PAGE EXCERPT START

Pageturner: Insight Data Science Project

Posted on August 11, 2015

I recently completed the Silicon Valley Insight Data Science Fellowship program, part of which involved quickly developing an app and then demonstrating it at various companies in the area. For this, I developed a first-pass version of a Pageturner app which listens to the user play music and scrolls or turns the pages of sheet music appropriately, and can also find and display sheet music from a library based on what the user is playing.


Background and Overview

There are three major algorithmic components to this app: (1) auditory note recognition, (2) optical musical notation recognition, and (3) sequence alignment (with errors). The auditory note recognition component is based on a previous exploration described in an earlier blog post, but with various changes to the underlying model used, and technical changes to allow it to use the HTML5 microphone api and also to perform the recognition task entirely in the browser (to avoid latency problems with slow internet connections). The optical musical recognition component relies heavily on the existing tool Audiveris, with just some minor additional processing to locate the measures in the original image file. As such, the main challenges in building the demonstration Pageturner app were in developing the sequence alignment component and in putting all of the pieces together into a functioning web-based app.


Recorded Demo

In the live demo, I describe the sequence alignment algorithm in some detail and pull out a melodica for some real-time playing and following. (If you are interested in seeing the demo in person, email me.) The recording below gives a bit of a sense of the playing and following part of the demo.



recorded Pageturner demo with Melodica

General Overview Schematics

The figure below outlines the various processes performed on the frontend, backend and offline, for the case of song recognition.


And the next outlines the same for the case of note following. Note that the logistic regression model is coded out on the frontend in both cases, but the Needleman-Wunch algorithm is on the backend in the former case and on the frontend in the latter.


Next Steps

The demo app has been well received by audiences, and there does seem to be some demand for an app like this among musicians. The next step will be to do some more extensive market research to determine if further closed-source development (likely in the form of a tablet app) is warranted. If no, then I will switch the github repo from private to public and provide a better description of how it works. If yes, then I will dig in for more development (and will perhaps be looking for investors and ios developers to join me).

PAGE EXCERPT END
GIVEN INFORMATION START

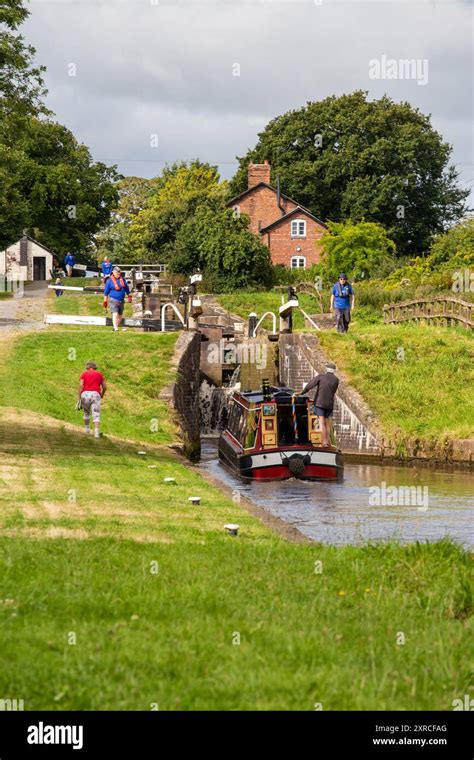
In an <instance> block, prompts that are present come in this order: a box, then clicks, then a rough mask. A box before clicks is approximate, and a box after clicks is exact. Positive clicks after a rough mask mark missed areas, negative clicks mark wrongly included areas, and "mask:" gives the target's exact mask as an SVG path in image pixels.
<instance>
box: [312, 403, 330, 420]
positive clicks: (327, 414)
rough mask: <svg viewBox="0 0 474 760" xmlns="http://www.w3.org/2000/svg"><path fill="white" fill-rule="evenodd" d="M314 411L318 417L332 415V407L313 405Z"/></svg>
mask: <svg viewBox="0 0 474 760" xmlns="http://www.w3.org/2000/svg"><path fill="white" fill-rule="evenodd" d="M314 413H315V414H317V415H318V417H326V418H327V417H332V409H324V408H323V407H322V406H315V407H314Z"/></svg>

GIVEN INFORMATION END
GIVEN INFORMATION START

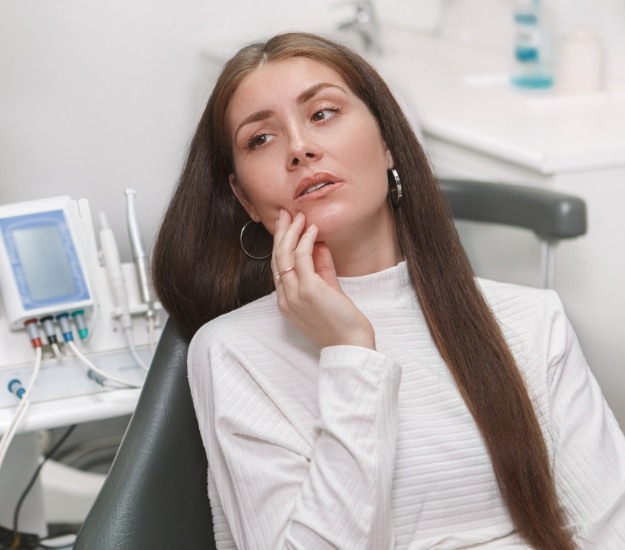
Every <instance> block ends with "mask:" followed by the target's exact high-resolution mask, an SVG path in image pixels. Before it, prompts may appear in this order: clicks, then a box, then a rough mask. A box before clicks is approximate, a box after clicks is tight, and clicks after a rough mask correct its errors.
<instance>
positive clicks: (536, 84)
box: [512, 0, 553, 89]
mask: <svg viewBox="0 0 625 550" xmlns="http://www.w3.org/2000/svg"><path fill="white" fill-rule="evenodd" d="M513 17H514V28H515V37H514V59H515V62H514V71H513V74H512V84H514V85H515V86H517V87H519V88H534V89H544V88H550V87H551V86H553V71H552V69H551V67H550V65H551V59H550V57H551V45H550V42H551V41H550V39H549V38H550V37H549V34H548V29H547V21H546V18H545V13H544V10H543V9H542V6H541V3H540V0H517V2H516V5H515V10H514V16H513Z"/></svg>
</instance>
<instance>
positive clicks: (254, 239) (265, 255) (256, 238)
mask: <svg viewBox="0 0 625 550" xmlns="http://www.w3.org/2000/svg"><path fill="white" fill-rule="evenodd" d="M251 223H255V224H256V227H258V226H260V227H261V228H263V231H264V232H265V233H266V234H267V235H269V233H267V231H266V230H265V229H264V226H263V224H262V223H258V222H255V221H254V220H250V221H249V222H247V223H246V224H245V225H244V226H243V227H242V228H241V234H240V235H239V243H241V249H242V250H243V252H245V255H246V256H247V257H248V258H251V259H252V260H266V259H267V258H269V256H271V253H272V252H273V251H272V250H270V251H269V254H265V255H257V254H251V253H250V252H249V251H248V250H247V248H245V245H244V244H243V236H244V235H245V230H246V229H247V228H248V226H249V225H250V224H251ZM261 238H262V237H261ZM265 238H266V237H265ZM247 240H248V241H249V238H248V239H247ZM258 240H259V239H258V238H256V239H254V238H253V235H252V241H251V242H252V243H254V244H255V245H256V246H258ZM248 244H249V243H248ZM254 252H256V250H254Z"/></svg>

GIVEN INFORMATION END

• **YOUR GOAL**
Answer these questions about the Pageturner post above:
1. Which existing tool does the optical musical recognition component rely on?
2. What instrument is brought out for real-time playing in the live demo?
3. In the note-following case, is the Needleman-Wunch algorithm on the frontend or the backend?

• **ANSWER TO THE PROBLEM**
1. Audiveris
2. A melodica
3. The frontend